Le nom des généraux qui ont commandé en chef l’opération Serval au Mali, resteront attachés à ce qui peut être considéré, sans flagornerie ni anticipation, mais sans référence politique non plus, comme un réel succès des armes de la France. Envers et contre tout. Les difficiles conditions de l’engagement, dans l’espace et le temps, dans les domaines diplomatiques, environnemental, technique et humain ont mis en valeur les qualités traditionnelles des forces françaises confrontées à une gageure sans autre précédent dans notre histoire que notre implication dans les mêmes régions il y a un siècle de cela. Que ce soit le fait d’une armée de métier, riche de l’expérience d’opérations extérieures nombreuses et variées, est indéniable ; mais il est arrivé que des armées de professionnels échouent, faute de moyens suffisants, d’une préparation adaptée et d’un commandement compétent. D’un seul coup, cette opération a tout validé, avec panache, brio, efficacité, discrétion et dignité. Mais il est deux noms de généraux auxquels cette opération et son cadre font penser à deux titres différents. Maréchaux l’un et l’autre. Vainqueurs eux aussi : Foch et Lyautey. Il n’est pas question ici d’hagiographie, mais de réalisme.
De l’importance du commandement
Pourquoi Foch ? Simplement parce qu’il exigeait de ses subordonnés, mais aussi de ses pairs et des responsables politiques – de lui même sans doute aussi – qu’ils sachent tout de la mission ; qu’ils aient pris le temps de la situer dans l’espace et le temps ; qu’ils aient clairement identifié les obstacles et leurs adversaires. Sa question était simple et banale, non pour éviter d’être dérangé ou de se perdre dans des demandes d’éclaircissements, mais pour aller droit au but sans détours de pensée, sans perte de temps et sans erreur : De quoi s’agit-il ? En l’occurrence, il est évident que la question a été bien posée et que les réponses ont été de la qualité que l’on connaît. Pourquoi Lyautey ? Cet hyperactif était plus sensible aux évolutions des sociétés qu’aux effets de mode, et sa devise « Manifester la force pour en éviter l’emploi » pourrait figurer en exergue de toutes les missions de pacification et de retour à la paix. C’est l’homme de l’Algérie, du Maroc et du Sahara, tels que nous les connaissons aujourd’hui. Le temps, un siècle exactement, n’a rien changé à leurs frontières et leurs confins, à leurs territoires, à leurs ethnies, à leurs spécificités culturelles, à leurs réalités économiques et sociales, à leurs tensions traditionnelles. Mais la mondialisation, intervenant après la décolonisation, commence à faire exploser ce cadre. Les conditions de la conquête, à l’époque, étaient aussi dures, sinon plus que celle des opérations aujourd’hui. Mais l’adversaire était tout aussi déterminé, plus nombreux, moins fanatisé et moins bien armé. L’eau était la clé de la vie et de la survie, comme elle le demeure. Et l’opposition entre nomades et sédentaires, entre Touaregs et Ksouriens, entre individus de langue tamachek et ceux de langue bambara, se retrouve intacte, avec la seule différence aujourd’hui que les premiers ont en grande partie perdu leur mode de vie et leur “raison d’être” d’éleveurs et de caravaniers. Le milieu a donc changé sous son apparente immobilité et sous un soleil qui y est toujours aussi écrasant.

* [LIGNES DE DONNÉES]
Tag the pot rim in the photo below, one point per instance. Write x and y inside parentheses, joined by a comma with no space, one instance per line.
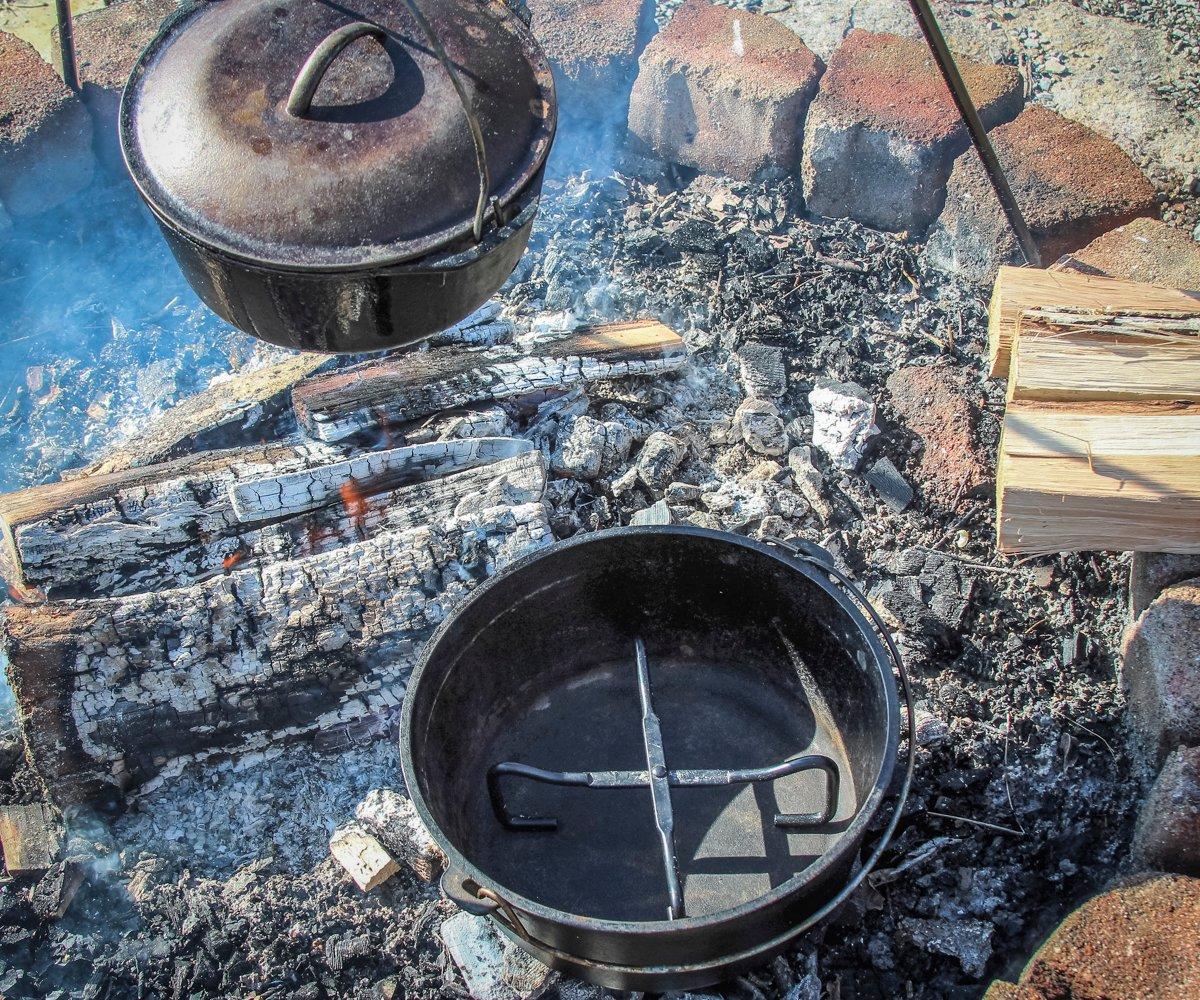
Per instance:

--

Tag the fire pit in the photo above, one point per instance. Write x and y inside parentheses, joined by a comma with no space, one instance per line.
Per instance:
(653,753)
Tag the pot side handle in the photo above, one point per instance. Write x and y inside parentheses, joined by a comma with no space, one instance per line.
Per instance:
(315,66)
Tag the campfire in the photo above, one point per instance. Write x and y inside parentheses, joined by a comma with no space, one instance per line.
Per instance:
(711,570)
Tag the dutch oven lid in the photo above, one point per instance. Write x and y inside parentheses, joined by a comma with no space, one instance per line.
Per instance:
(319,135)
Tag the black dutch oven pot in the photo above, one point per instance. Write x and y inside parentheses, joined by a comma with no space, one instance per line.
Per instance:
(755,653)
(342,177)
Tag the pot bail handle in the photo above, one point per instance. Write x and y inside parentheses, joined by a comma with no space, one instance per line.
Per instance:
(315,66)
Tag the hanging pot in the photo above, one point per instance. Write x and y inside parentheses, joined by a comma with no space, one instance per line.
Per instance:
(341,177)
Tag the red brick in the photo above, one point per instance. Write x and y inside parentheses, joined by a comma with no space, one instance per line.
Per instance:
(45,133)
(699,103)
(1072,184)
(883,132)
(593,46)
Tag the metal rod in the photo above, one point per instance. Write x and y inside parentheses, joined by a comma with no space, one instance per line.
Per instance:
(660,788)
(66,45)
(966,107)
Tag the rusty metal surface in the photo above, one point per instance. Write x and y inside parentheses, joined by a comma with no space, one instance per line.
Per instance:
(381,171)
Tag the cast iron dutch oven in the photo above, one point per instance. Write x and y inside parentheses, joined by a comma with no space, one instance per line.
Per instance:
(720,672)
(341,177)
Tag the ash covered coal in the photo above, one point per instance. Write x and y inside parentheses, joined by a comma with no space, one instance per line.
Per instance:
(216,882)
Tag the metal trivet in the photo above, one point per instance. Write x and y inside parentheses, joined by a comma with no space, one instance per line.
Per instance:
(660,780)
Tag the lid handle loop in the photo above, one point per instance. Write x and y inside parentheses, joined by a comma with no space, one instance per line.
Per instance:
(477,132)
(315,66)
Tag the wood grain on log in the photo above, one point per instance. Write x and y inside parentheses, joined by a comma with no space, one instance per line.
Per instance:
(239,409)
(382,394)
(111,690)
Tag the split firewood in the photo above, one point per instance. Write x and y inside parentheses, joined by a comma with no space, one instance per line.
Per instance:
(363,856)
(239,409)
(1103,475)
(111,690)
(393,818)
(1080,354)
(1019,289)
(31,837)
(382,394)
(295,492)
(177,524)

* [CONSIGNES DE TRAVAIL]
**1.** Traduisez en anglais cette phrase du texte sur l’opération Serval : « L’eau était la clé de la vie et de la survie, comme elle le demeure. »
**2.** Prolongez le texte sur l’opération Serval au Mali à partir de sa dernière phrase.

* [RÉPONSES PAR CONSIGNE]
**1.** Water was the key to life and to survival, as it still is.

**2.**
La conquête s’était accompagnée d’aménagements que les vieilles cartes portent encore, sans que les nouvelles aient jugé bon de les reprendre : ce sont les innombrables points d’eau qui ont été creusés et aménagés par des détachements spéciaux du génie. Faute de suivi, et sans doute de moyens, bon nombre se sont ensablés, puis taris. Il y eut également de nombreuses constructions pour s’abriter du soleil et trouver refuge contre les rezzous. Certaines demeurent, d’autres, plus nombreuses, sont réduites à l’état de ruines mais conservent néanmoins de quoi abriter les naufragés du désert, les touristes en mal d’aventure ou les terroristes en mal de cachette. Avec plus de 2 500 000 km2, le Sahara et le Sahel ne se laissent pas facilement apprivoiser, car ils demeurent une zone de transit, une zone de repli et, l’affaire du Mali, comme celle du Polisario et celle de Libye le montrent à l’évidence, un terrain d’affrontement entre les États et des entités mafieuses, terroristes et criminelles.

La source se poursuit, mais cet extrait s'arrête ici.